# TASK TO COMPLETE
Every entry, from first to last, is to be written out exactly.

# RECORDS TO USE
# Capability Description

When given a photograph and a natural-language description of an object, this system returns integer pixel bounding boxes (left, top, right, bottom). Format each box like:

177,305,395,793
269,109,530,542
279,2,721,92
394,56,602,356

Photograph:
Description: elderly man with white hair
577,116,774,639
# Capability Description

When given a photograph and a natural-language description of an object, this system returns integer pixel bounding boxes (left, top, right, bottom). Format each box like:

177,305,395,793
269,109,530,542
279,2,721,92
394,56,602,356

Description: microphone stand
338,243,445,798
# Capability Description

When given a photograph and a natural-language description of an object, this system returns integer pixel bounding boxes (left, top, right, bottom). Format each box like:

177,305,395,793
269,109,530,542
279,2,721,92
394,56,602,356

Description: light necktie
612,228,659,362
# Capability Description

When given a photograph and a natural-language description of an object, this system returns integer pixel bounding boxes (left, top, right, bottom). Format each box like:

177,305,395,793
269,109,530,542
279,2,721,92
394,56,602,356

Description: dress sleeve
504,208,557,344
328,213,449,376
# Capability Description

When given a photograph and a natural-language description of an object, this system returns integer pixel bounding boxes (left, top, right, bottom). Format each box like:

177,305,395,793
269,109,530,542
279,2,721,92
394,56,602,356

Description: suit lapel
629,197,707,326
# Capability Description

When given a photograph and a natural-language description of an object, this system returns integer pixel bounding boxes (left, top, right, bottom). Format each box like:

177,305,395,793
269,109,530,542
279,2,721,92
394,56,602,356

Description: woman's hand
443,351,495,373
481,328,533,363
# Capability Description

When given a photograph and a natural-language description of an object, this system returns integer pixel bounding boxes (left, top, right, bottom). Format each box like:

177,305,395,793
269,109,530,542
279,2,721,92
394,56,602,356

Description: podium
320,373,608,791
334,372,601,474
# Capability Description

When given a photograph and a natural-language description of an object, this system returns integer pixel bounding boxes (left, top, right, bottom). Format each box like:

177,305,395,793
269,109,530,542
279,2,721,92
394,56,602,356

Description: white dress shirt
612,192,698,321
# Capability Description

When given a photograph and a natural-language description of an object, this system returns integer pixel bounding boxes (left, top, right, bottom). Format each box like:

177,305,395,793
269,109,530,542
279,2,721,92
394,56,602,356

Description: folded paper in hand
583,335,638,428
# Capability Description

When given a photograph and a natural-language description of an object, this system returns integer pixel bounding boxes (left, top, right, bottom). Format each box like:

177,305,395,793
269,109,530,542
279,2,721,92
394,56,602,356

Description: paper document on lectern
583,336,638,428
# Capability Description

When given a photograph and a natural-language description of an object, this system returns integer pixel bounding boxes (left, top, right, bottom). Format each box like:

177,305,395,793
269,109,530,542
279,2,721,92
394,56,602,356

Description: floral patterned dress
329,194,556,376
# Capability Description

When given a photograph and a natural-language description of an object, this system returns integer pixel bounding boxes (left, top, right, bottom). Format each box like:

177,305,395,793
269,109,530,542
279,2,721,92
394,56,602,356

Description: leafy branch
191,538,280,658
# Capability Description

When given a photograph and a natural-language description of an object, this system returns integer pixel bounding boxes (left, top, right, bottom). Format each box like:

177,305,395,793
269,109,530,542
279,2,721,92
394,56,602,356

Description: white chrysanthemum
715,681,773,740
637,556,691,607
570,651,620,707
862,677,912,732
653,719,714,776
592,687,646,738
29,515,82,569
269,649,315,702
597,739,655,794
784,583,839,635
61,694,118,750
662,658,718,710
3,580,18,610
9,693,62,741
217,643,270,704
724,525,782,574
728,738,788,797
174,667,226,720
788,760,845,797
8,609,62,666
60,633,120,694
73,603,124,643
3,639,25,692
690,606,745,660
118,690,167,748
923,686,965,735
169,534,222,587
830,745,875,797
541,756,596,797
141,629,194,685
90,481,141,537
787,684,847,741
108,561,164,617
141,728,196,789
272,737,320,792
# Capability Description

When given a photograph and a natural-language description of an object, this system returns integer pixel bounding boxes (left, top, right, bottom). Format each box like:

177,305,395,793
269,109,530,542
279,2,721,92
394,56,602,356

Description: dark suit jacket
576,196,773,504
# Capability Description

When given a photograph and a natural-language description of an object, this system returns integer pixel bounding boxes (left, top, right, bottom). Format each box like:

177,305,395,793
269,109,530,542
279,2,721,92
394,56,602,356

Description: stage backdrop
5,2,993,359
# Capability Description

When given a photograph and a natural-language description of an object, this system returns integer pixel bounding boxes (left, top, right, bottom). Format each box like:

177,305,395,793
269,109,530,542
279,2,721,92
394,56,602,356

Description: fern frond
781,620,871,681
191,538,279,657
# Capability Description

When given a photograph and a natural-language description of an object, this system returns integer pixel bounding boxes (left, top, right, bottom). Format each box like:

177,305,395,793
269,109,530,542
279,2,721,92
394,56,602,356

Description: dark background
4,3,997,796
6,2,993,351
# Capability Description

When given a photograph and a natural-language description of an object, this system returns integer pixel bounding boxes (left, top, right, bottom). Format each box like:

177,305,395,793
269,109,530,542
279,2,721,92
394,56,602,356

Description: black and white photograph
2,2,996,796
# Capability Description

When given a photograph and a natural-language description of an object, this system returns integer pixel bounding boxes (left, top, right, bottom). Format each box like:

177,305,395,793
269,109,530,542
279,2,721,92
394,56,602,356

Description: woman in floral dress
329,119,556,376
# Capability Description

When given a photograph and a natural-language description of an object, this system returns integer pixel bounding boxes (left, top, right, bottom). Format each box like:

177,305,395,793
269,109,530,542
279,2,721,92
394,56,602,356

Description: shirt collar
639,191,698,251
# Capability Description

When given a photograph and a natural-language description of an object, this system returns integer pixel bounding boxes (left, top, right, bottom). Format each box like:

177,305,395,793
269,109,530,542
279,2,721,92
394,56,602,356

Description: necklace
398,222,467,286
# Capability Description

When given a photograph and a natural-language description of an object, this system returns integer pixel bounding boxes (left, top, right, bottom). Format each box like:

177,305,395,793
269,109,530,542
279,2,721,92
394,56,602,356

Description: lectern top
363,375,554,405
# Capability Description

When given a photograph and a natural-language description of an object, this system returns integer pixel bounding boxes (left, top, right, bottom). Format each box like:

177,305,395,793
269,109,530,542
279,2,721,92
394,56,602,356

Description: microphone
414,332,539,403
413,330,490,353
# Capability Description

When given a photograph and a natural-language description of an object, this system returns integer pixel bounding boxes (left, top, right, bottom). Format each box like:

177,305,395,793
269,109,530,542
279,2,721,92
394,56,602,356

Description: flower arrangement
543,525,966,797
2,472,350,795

# EXERCISE RESULT
# Capability Description

When given a photograph and a natural-language description of an object, this system returns integer pixel bounding boxes (left, top, right, bottom). Format each box like:

177,305,395,793
269,109,530,542
279,2,721,92
394,56,602,356

Photograph:
Description: elderly man with white hair
577,116,774,639
# Capability Description

When given a photograph and a natural-language description of an object, this system returns integer pixel bounding boxes (left, top, right, bottom). Format each box like:

177,305,395,793
269,109,530,542
279,2,721,92
394,56,602,356

Description: microphone stand
338,243,445,798
# Capability Description

When given a photograph and a natural-language description of an object, this system returns integer pixel bounding boxes (left, top, right, bottom). Format each box like:

177,305,395,793
269,109,530,542
279,2,721,92
394,56,602,356

Description: light necktie
612,228,659,362
# Capability Description

When given a photograph and a natural-language description of an object, this system returns integer pixel bounding boxes (left, top, right, bottom). Format each box like:

177,305,395,793
269,109,530,542
279,2,721,92
394,56,602,356

Description: dress sleeve
504,208,557,344
328,213,449,376
# Capability Description

When given a photograph and a natural-language description of an object, this system returns integer pixel bounding boxes (left, top, right, bottom). Format each box like:

177,305,395,793
269,109,530,542
279,2,721,92
394,56,602,356

Description: suit lapel
629,197,707,326
# Capability Description

When given a photograph and a natural-language description of an object, this system returns integer pixel bounding boxes (left, top, right, bottom). Format each box like:

177,305,395,793
269,109,530,542
279,2,721,92
394,56,602,356

Description: woman's hand
443,351,495,373
481,328,533,363
# Capability Description

When given a photograph and a natural-language description of an object, this system returns integer pixel bounding boxes (left, top, right, bottom). Format each box like:

177,305,395,793
269,109,530,542
279,2,721,92
394,56,602,356

Description: podium
320,373,608,791
334,372,601,474
# Capability Description

When given a photograph and a natural-language description of an object, this system returns integer pixel bounding boxes (left, top, right, bottom). Format each box like:

177,305,395,793
269,109,530,542
279,2,721,92
394,56,602,356

Description: white dress shirt
612,192,698,321
# Capability Description

When given a photograph and a natural-language description of an object, this system returns integer pixel bounding boxes (left, top, right, bottom). Format each box like:

177,305,395,793
269,109,530,542
279,2,721,92
394,56,602,356

Description: folded paper in hand
583,335,638,428
# Capability Description

When given a photograph and a natural-language description of an object, this system returns integer pixel bounding boxes (left, top, right, bottom). Format each box like:

177,305,395,793
269,109,530,542
279,2,721,92
394,56,602,356

Description: paper document on lectern
583,336,638,428
# Capability Description

When given a photograph and a natural-language description of an object, this system returns integer pixel bounding boxes (left, top, right, bottom). Format each box like:

177,305,395,793
269,109,530,542
279,2,721,92
394,56,602,356

Description: floral patterned dress
329,194,556,376
# Capability Description

When given a photograph and a natural-language description of an object, this system returns integer pixel bounding boxes (left, top, right, bottom). Format each box like:

177,305,395,793
269,109,530,542
279,2,721,92
394,56,602,356

Description: leafy branch
191,538,280,658
# Capability Description

When given a photograph and a natural-language description of an object, this system returns integer pixel bounding boxes (left, top, right, bottom). Format each box like:

177,305,395,793
269,109,530,542
279,2,721,92
394,56,602,356

Description: white chrysanthemum
715,681,773,740
637,556,691,607
570,651,620,707
862,677,912,732
653,719,714,776
592,687,646,738
29,515,82,569
269,649,315,702
597,739,655,794
784,583,839,635
61,694,118,750
662,658,718,710
3,580,18,610
9,693,62,741
217,643,270,704
724,525,782,574
728,738,788,797
174,667,226,720
788,760,845,797
8,609,62,666
60,633,120,694
73,603,124,643
3,639,25,692
690,606,745,660
118,690,167,748
923,686,965,735
169,534,222,587
830,745,875,797
541,756,596,797
141,629,194,685
90,481,141,537
787,684,847,741
108,561,164,617
141,728,196,789
272,737,320,792
# Capability Description

When given a photograph and a natural-language description of an object, this system returns integer pixel bounding boxes (left, top, right, bottom). Format each box like:

177,305,395,793
269,109,530,542
279,2,721,92
394,56,602,356

Description: dark suit jacket
576,196,773,504
# Capability Description

When given a photograph and a natural-language description of an object, this system returns integer pixel bounding boxes (left, top, right, bottom). Format each box like:

177,305,395,793
269,109,530,542
279,2,721,92
394,56,602,356

Description: stage backdrop
5,2,993,359
# Capability Description

When given a photograph and a natural-language description of an object, this system returns integer pixel bounding boxes (left, top, right, bottom). Format each box like:

177,305,395,793
269,109,530,542
279,2,721,92
394,56,602,356

Description: fern frond
781,620,871,681
191,538,279,657
# Capability Description

When given a photograph and a natural-language description of an object, this system returns integer pixel bounding boxes (left, top, right, bottom). Format each box like:

177,305,395,793
269,109,530,542
279,2,721,92
394,56,602,356

Description: dark background
4,3,997,796
6,2,993,351
# Capability Description

When given a photograph and a natural-language description of an object, this system returns integer pixel bounding boxes (left, top, right, bottom). Format each box like:

177,305,395,793
269,109,530,542
279,2,721,92
394,56,602,356

Description: black and white photograph
2,2,996,796
# Capability Description

When given a photograph and a natural-language description of an object, this system returns integer pixel bounding boxes (left, top, right, bottom). Format each box like:

177,305,395,793
269,109,530,542
279,2,721,92
394,56,602,356

Description: woman in floral dress
329,119,556,376
# Capability Description

When given a photograph and a natural-language description of an object, this system returns integer pixel bounding boxes (left, top, right, bottom). Format each box like:

177,305,395,793
269,109,530,542
279,2,721,92
394,56,602,356

Description: shirt collar
639,191,698,251
# Capability Description

When given a photograph and a natural-language description of an object, this system returns integer pixel bounding boxes (left, top, right, bottom). Format each box like:

177,305,395,793
269,109,530,542
279,2,721,92
394,56,602,356

Description: necklace
398,222,467,286
# Capability Description

When given a photograph and a natural-language description of an object, this system returns integer pixel bounding boxes (left, top, right, bottom). Format each box like:

177,305,395,793
269,109,530,542
279,2,721,92
394,56,602,356

Description: lectern top
363,375,554,405
# Capability Description

When given a photograph and a natural-language description of an object, this system returns integer pixel bounding boxes (left, top, right, bottom). Format each box like:

177,305,395,793
269,109,530,542
279,2,721,92
394,56,602,356

Description: microphone
414,332,539,403
413,330,490,353
# Capability Description

When given a photograph and a natural-language description of an object, this system returns integer pixel bounding boxes (left, top, right, bottom). Format each box like:

177,305,395,793
269,109,530,542
279,2,721,92
394,56,602,356

Description: flower arrangement
543,525,966,797
2,472,350,795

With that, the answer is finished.